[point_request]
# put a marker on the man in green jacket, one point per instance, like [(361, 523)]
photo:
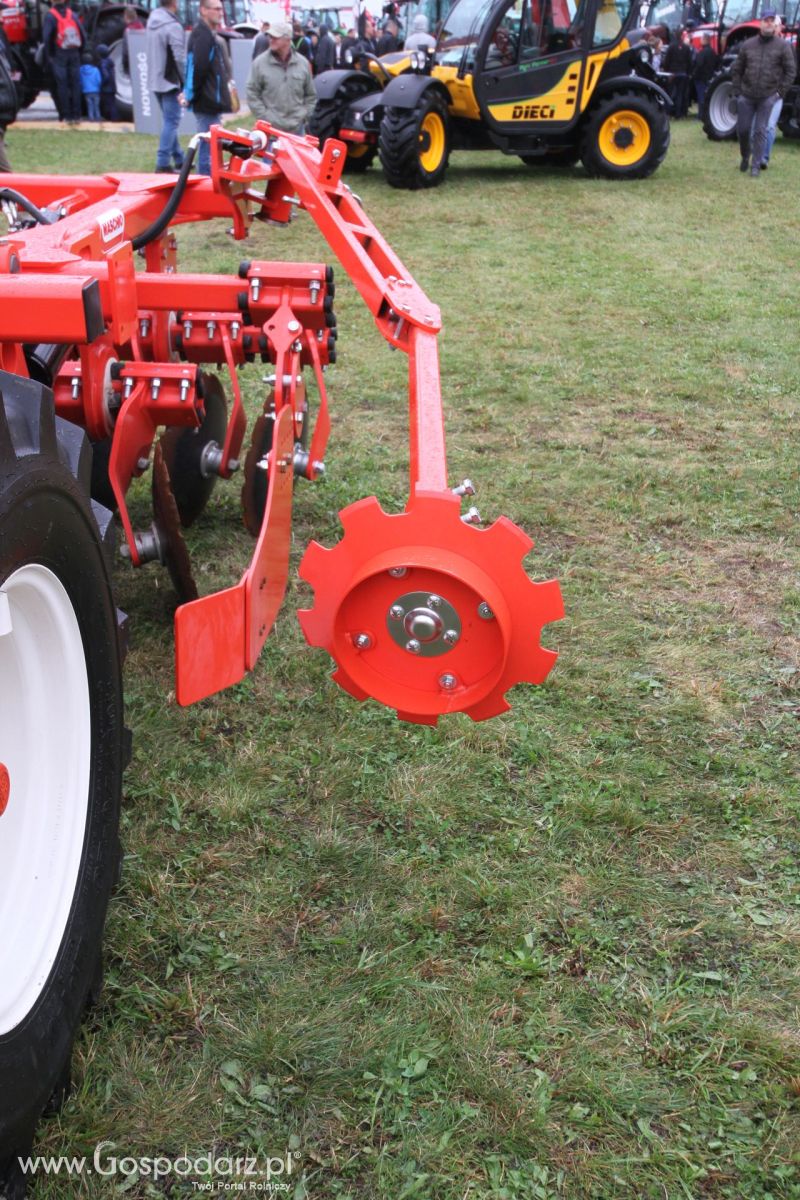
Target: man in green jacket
[(280, 88), (763, 72)]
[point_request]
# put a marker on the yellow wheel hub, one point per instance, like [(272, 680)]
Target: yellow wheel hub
[(432, 142), (624, 138)]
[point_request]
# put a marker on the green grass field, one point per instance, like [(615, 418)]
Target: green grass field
[(549, 955)]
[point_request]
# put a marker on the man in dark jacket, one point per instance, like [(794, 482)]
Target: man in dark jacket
[(166, 73), (64, 40), (8, 103), (206, 77), (705, 64), (763, 72)]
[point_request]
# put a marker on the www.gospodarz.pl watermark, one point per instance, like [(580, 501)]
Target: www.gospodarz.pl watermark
[(205, 1173)]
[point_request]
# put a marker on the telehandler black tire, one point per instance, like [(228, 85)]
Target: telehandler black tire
[(626, 136), (719, 111), (414, 143), (61, 755), (326, 121)]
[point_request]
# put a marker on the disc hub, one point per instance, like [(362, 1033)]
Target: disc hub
[(423, 623)]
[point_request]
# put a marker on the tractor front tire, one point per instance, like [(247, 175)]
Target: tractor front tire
[(414, 143), (625, 137), (61, 755), (326, 121), (719, 111)]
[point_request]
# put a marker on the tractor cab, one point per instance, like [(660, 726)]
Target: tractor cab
[(539, 60)]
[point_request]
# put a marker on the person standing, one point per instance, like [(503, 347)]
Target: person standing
[(64, 39), (206, 77), (166, 75), (90, 84), (8, 100), (705, 64), (763, 73), (280, 88)]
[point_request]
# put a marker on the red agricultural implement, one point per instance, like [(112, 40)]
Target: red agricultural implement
[(103, 342)]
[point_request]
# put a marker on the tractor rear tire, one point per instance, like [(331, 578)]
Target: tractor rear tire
[(719, 111), (326, 121), (61, 755), (625, 137), (414, 143)]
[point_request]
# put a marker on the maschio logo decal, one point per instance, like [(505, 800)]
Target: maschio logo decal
[(112, 225)]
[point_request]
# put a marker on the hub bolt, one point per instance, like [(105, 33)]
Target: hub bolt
[(5, 787)]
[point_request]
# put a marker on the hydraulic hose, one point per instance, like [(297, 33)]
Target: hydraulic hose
[(22, 202), (169, 209)]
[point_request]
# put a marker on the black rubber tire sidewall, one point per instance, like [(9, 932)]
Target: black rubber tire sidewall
[(44, 519), (591, 156)]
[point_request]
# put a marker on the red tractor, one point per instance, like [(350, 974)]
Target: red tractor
[(737, 22), (103, 343)]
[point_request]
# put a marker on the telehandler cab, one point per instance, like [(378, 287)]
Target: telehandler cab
[(549, 81)]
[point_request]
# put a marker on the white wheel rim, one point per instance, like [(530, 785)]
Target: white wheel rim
[(44, 744)]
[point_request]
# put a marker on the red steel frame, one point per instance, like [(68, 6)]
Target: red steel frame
[(138, 336)]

* **STATED PROBLEM**: Quote all of the material above word for word, leaving out the pictures.

* **SOLUTION TO THIS EXERCISE**:
[point_request]
# put a marker on the man in green jacket, one point per instance, like [(361, 523)]
photo:
Target: man in green jacket
[(280, 88), (763, 72)]
[point_request]
# put a marker on the yellow wheel hub, one point per instance, like [(272, 680)]
Target: yellow wheel hub
[(432, 142), (624, 138)]
[point_request]
# put a marker on the green grass field, one point per instance, like [(615, 418)]
Target: green grass field
[(549, 955)]
[point_request]
# put a marker on the man in dark jacket, one point per instance, like [(794, 482)]
Target: man in dark jacket
[(166, 73), (64, 40), (8, 103), (206, 77), (705, 64), (763, 72)]
[point_request]
# put a marker on the www.gospodarz.pl watermark, one point per instance, like [(580, 501)]
Target: www.gospodarz.pl watermark
[(205, 1173)]
[point_request]
# put a marker on the telehandler black tire, one point per instance, like [(228, 85)]
Target: telehandler black tire
[(626, 136), (719, 111), (414, 143), (61, 755), (326, 121)]
[point_request]
# put a marker on the disc hub, one point per instance, like [(362, 1033)]
Target: disc hub
[(423, 623)]
[point_request]
# put a marker on the tractor front tire, one point per instance, like [(247, 175)]
Target: tractor front tire
[(414, 143), (625, 137), (61, 755), (326, 121), (719, 111)]
[point_request]
# put a marker on the tractor cab, one point per instance, like [(660, 726)]
Target: tractor cab
[(539, 60)]
[point_request]
# put a marker on the person standing, one point per instance, like [(503, 347)]
Target: person standing
[(64, 39), (206, 77), (166, 75), (90, 84), (8, 100), (705, 64), (763, 73), (280, 88)]
[point_request]
# put a marker on the red agricultural implement, one point per instance, like [(112, 40)]
Target: red agricultural implement
[(103, 342)]
[point_request]
# put a marker on the tractor rear tire, one point per instance, like [(331, 578)]
Target: tractor rear tire
[(719, 111), (326, 121), (61, 755), (625, 137), (414, 143)]
[point_request]
# put a marker on the maschio logo decal, one point per instance, like [(505, 800)]
Target: maschio logo decal
[(112, 225)]
[point_request]
# put a marker on the hub bolt, one point per instance, like [(105, 33)]
Target: hub bolt
[(5, 787)]
[point_request]
# put a marker on the hydraulic hose, one point per instance, like [(297, 33)]
Target: hydraulic hose
[(22, 202), (169, 209)]
[point_request]
# put a marker on the black rubber tire sidewall, one point per instance, like [(9, 932)]
Target: black rubber tire sidewall
[(44, 519), (591, 156)]
[point_request]
# put a marker on the red tractor, one point per instance, like [(350, 974)]
Target: red tractor
[(737, 22), (103, 343)]
[point_request]
# put a marker on the telehandler cab, one point per instance, like [(378, 287)]
Target: telehandler cab
[(549, 81)]
[point_request]
# put a marker on the white wheel rim, one point per instance, like [(530, 785)]
Target: white wheel rim
[(44, 744)]
[point_request]
# put a marker on the red steel frame, one point per instance, like [(68, 6)]
Target: red steel frame
[(138, 336)]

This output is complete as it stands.